[CONJUNTO DE EXERCÍCIOS]
**a.** Devolve, tal como está, o trecho do texto sobre sionismo e antissemitismo que vai de "Importa falar de" a "de mais conversemos.".
**b.** Como fica, reescrito em forma de lista e mantendo os factos principais, o parágrafo do texto sobre sionismo e antissemitismo que começa por "Importa falar de “sionismo”"?
**c.** Que termos aparecem entre aspas no texto sobre sionismo e antissemitismo?
━━━━━ BLOCO DE TEXTO ━━━━━
Importa falar de “sionismo”, de“antissemitismo”, de confusões que oportunamente se instrumentalizam em favor de uma mera ilusão de debate, ou de um sinuoso convite para ignorar ou perverter o que importa ser discutido. O que a responsabilidade de qualquer cidadão ou cidadã que mereça tal desígnio não pode contornar, sob pena de deixar passar incólume o mais pesado drama humanitário desde a II Guerra Mundial. Para melhor enfrentar a questão importa politizá-la, conceptualizá-la – preparar o terreno para que ela possa ser discutida e disputada, sem equívocos ou manobras de diversão. Importa falar, pelo caminho, de “democracia”, de isso a que se chama “ocidente”, do modo como tais palavras se reformulam como manobras de diversão: biombos e verbos de encher para que algo não se discuta. Como princípio de resistência, antes de mais conversemos.
━━━━━ DADOS EXTRAÍDOS ━━━━━
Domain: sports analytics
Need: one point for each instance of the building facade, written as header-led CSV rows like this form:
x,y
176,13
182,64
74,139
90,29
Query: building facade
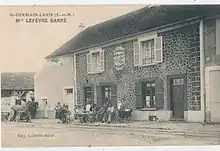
x,y
162,69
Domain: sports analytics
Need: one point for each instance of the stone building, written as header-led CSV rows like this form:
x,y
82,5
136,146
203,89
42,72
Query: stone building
x,y
162,61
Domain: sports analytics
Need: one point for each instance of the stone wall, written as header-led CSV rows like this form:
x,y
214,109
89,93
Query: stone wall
x,y
181,56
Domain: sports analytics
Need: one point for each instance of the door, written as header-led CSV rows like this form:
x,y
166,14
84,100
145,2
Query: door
x,y
148,95
177,97
214,95
68,98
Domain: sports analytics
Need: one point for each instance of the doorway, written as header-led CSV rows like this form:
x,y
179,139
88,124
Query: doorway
x,y
106,94
177,95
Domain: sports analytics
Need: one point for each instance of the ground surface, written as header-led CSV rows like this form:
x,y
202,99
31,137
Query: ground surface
x,y
52,134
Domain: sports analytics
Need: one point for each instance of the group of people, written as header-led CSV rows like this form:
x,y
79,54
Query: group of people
x,y
24,112
105,113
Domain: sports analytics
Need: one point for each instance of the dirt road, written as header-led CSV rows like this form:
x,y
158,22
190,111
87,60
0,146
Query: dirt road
x,y
14,135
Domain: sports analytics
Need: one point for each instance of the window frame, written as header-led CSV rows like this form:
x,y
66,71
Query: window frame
x,y
120,53
101,62
145,37
142,51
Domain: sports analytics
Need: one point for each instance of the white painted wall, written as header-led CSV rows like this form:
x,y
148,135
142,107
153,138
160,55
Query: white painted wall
x,y
52,78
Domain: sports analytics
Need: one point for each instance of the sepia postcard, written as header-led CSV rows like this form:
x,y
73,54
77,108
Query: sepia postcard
x,y
110,75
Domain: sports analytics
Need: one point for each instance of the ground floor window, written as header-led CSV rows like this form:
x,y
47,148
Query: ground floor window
x,y
148,95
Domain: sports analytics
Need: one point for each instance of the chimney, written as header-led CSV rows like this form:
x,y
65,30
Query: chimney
x,y
81,26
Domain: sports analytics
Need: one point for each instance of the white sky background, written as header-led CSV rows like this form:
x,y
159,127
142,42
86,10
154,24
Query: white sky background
x,y
24,46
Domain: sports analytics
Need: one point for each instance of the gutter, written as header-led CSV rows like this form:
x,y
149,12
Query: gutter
x,y
128,36
202,69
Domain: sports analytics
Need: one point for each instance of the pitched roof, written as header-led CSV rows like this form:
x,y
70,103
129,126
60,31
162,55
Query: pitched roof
x,y
17,81
135,22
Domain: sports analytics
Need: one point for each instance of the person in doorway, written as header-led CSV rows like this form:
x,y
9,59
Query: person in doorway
x,y
46,110
110,112
58,111
88,106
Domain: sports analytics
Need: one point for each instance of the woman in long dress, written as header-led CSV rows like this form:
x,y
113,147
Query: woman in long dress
x,y
46,110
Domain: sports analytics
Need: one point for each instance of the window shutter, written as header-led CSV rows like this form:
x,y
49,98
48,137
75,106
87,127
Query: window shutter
x,y
158,49
102,61
89,65
159,94
138,95
136,54
113,95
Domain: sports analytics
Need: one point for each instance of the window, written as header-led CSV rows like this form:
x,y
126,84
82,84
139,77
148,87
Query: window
x,y
88,93
69,91
95,61
148,52
119,58
149,95
17,102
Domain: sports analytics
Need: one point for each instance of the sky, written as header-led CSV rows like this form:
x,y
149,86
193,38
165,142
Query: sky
x,y
23,46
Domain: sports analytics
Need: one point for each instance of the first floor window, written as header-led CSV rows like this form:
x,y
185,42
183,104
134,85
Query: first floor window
x,y
149,96
147,52
69,91
95,61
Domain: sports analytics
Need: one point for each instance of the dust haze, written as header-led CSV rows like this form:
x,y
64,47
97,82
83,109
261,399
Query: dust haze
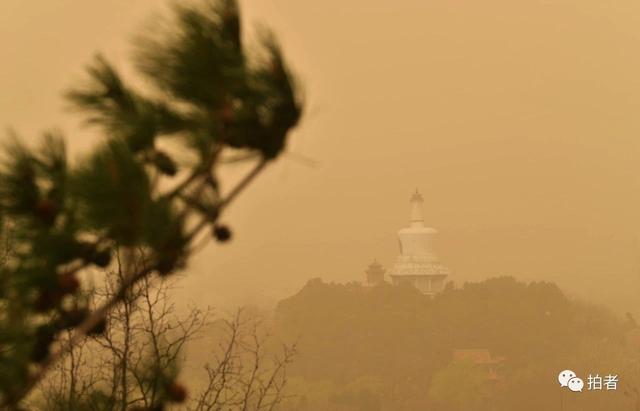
x,y
517,121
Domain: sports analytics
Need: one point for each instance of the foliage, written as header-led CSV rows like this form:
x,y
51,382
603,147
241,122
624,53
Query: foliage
x,y
209,98
403,342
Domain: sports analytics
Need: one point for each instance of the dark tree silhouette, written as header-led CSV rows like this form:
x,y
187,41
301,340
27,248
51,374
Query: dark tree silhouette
x,y
209,101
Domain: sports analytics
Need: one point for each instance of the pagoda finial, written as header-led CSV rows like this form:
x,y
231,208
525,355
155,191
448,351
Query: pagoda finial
x,y
417,220
417,197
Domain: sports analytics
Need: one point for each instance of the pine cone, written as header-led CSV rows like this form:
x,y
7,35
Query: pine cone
x,y
68,283
176,392
46,210
222,233
98,329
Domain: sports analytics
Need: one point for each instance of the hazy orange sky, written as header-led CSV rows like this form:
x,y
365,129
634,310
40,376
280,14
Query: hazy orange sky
x,y
518,121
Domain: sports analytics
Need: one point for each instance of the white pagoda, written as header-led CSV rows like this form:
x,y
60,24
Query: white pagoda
x,y
417,263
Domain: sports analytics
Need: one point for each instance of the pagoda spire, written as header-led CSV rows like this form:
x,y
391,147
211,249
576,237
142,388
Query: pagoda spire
x,y
417,219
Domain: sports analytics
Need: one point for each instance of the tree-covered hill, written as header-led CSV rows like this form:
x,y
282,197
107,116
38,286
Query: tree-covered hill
x,y
390,347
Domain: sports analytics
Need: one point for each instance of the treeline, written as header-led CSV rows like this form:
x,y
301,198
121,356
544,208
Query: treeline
x,y
391,347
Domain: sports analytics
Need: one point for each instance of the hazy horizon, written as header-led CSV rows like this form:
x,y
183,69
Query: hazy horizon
x,y
517,122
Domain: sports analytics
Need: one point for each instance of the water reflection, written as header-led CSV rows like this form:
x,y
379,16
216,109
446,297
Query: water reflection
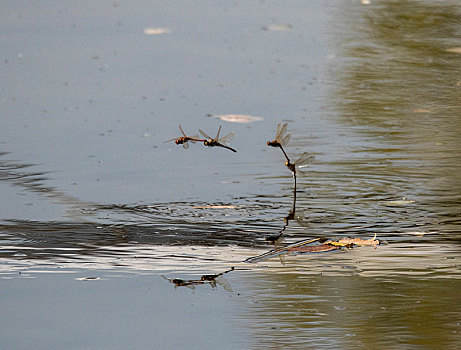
x,y
349,311
397,87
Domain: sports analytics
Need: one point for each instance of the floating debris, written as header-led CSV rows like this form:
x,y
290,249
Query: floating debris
x,y
87,279
403,201
212,280
305,247
422,110
156,31
454,50
237,118
277,27
314,248
349,242
214,207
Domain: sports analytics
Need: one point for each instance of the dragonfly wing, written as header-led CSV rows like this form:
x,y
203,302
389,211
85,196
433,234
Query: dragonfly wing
x,y
203,134
226,139
285,140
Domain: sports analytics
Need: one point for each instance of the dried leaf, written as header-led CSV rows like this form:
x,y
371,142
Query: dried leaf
x,y
314,249
354,241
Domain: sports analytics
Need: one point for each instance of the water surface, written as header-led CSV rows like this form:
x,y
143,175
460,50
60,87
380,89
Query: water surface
x,y
97,207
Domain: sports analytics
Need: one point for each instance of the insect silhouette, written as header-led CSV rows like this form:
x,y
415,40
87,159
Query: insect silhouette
x,y
218,142
184,140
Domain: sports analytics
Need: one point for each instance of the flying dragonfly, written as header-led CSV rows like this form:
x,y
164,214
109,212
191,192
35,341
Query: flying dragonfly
x,y
184,140
219,142
281,139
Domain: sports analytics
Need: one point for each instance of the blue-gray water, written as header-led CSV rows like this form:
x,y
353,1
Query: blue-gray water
x,y
95,208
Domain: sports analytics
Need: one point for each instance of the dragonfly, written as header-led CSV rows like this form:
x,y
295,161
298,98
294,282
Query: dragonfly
x,y
219,142
281,139
184,140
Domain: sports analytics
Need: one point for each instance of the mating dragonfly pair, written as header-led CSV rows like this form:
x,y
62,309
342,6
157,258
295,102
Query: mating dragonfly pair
x,y
282,139
207,141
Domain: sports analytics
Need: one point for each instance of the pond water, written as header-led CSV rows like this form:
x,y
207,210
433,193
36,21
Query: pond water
x,y
106,230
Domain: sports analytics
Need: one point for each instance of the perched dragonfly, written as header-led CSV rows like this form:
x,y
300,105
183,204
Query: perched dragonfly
x,y
281,138
301,163
184,140
219,142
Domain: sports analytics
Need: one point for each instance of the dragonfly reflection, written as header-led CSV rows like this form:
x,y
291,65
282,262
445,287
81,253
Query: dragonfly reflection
x,y
281,138
212,280
219,142
184,140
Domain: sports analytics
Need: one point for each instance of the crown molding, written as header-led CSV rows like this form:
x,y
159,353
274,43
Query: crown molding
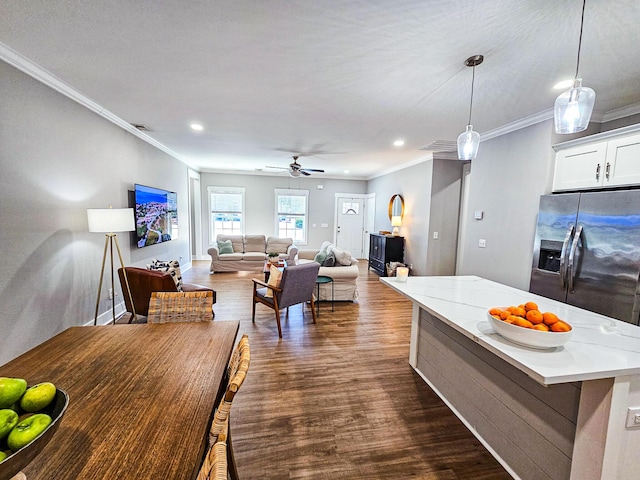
x,y
13,58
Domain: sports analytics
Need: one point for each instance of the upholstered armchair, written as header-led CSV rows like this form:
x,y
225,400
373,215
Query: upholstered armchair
x,y
296,286
143,282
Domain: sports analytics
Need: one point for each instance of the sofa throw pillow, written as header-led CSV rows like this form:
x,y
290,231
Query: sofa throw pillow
x,y
172,267
325,247
330,261
225,246
342,257
275,275
320,257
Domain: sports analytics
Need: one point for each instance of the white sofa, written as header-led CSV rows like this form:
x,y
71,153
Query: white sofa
x,y
250,252
345,287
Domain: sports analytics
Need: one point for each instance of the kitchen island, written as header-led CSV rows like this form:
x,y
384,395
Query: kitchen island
x,y
558,413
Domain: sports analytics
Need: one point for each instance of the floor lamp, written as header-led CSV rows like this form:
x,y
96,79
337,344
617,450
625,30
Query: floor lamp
x,y
108,221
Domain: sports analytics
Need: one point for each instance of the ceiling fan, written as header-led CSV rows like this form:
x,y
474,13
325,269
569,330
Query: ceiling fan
x,y
295,169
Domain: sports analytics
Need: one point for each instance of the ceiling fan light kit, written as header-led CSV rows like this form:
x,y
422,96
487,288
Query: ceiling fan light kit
x,y
469,140
572,109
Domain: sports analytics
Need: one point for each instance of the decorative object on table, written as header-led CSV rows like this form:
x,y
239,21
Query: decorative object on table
x,y
469,141
108,221
296,286
402,273
20,459
527,325
167,307
572,109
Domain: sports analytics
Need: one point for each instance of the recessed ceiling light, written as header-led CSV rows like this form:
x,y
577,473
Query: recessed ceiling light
x,y
563,85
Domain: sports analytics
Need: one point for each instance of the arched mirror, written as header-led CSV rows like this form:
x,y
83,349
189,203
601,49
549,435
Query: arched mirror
x,y
396,207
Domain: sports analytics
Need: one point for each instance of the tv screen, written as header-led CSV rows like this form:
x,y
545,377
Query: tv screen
x,y
156,215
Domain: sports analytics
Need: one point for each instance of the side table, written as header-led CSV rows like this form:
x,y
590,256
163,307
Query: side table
x,y
319,281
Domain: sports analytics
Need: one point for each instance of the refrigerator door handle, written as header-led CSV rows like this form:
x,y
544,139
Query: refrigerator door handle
x,y
574,246
563,257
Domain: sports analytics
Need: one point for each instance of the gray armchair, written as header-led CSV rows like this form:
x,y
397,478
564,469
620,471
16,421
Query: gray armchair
x,y
296,286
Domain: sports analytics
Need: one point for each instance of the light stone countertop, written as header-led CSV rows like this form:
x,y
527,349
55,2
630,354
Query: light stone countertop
x,y
600,347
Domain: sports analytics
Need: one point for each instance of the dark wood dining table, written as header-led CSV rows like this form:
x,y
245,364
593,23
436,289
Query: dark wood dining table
x,y
141,398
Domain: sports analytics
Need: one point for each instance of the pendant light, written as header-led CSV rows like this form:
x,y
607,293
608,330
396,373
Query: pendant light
x,y
468,141
572,110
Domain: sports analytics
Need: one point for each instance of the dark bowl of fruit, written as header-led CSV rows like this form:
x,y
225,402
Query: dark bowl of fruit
x,y
19,456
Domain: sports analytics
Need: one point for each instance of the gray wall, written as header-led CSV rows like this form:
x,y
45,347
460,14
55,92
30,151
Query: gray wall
x,y
506,181
431,192
57,159
260,202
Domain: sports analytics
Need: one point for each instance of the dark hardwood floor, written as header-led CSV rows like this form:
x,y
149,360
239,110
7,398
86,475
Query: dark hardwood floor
x,y
338,400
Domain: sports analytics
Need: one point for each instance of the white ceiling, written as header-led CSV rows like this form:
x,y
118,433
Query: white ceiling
x,y
337,79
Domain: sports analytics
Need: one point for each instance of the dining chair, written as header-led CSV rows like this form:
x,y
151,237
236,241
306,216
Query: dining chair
x,y
220,426
214,465
167,307
296,286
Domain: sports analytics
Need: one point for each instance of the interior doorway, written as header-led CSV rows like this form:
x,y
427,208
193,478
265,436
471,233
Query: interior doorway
x,y
350,222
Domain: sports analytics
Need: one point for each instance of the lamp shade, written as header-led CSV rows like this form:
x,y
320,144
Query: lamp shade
x,y
572,110
468,143
109,220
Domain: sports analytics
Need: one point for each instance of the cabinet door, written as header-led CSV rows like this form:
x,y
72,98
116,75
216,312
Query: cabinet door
x,y
623,162
580,168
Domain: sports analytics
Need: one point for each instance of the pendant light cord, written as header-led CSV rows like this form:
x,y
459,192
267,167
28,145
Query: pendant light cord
x,y
584,3
473,78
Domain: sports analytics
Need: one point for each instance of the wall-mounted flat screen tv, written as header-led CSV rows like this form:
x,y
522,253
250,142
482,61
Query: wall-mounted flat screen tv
x,y
156,215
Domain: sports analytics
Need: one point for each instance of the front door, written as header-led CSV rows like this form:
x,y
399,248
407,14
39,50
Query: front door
x,y
350,225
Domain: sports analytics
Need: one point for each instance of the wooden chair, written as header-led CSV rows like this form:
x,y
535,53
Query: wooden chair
x,y
220,430
296,286
214,466
167,307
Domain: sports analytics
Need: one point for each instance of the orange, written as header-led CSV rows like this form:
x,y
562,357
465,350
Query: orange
x,y
541,326
521,322
512,319
534,316
549,318
560,326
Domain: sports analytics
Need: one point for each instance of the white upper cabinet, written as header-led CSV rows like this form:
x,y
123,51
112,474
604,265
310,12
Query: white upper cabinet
x,y
593,162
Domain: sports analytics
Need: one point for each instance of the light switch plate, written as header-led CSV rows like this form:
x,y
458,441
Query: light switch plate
x,y
633,417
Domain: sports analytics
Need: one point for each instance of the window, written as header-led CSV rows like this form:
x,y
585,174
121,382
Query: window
x,y
291,214
227,211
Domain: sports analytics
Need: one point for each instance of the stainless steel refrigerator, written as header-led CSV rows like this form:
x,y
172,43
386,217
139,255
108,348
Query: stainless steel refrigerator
x,y
587,252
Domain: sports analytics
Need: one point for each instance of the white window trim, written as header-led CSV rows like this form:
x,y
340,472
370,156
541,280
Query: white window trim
x,y
217,189
290,192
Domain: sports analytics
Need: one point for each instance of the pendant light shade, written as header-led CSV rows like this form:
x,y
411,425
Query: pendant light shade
x,y
573,108
469,141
━━━━━
[SOLUÇÕES POR ORDEM]
**a.**
Importa falar de “sionismo”, de“antissemitismo”, de confusões que oportunamente se instrumentalizam em favor de uma mera ilusão de debate, ou de um sinuoso convite para ignorar ou perverter o que importa ser discutido. O que a responsabilidade de qualquer cidadão ou cidadã que mereça tal desígnio não pode contornar, sob pena de deixar passar incólume o mais pesado drama humanitário desde a II Guerra Mundial. Para melhor enfrentar a questão importa politizá-la, conceptualizá-la – preparar o terreno para que ela possa ser discutida e disputada, sem equívocos ou manobras de diversão. Importa falar, pelo caminho, de “democracia”, de isso a que se chama “ocidente”, do modo como tais palavras se reformulam como manobras de diversão: biombos e verbos de encher para que algo não se discuta. Como princípio de resistência, antes de mais conversemos.

**b.**
- Importa falar de "sionismo" e de "antissemitismo", e das confusões que se instrumentalizam para criar uma ilusão de debate ou desviar do que deve ser discutido.
- Nenhum cidadão ou cidadã responsável pode contornar esta questão. Se o fizer, deixa passar incólume o mais pesado drama humanitário desde a II Guerra Mundial.
- Para enfrentar a questão, é preciso politizá-la e conceptualizá-la, para que possa ser discutida e disputada sem equívocos nem manobras de diversão.
- Importa falar também de "democracia" e de "ocidente", palavras que se reformulam como manobras de diversão para impedir a discussão.
- Como princípio de resistência, propõe-se conversar.

**c.**
- sionismo
- antissemitismo
- democracia
- ocidente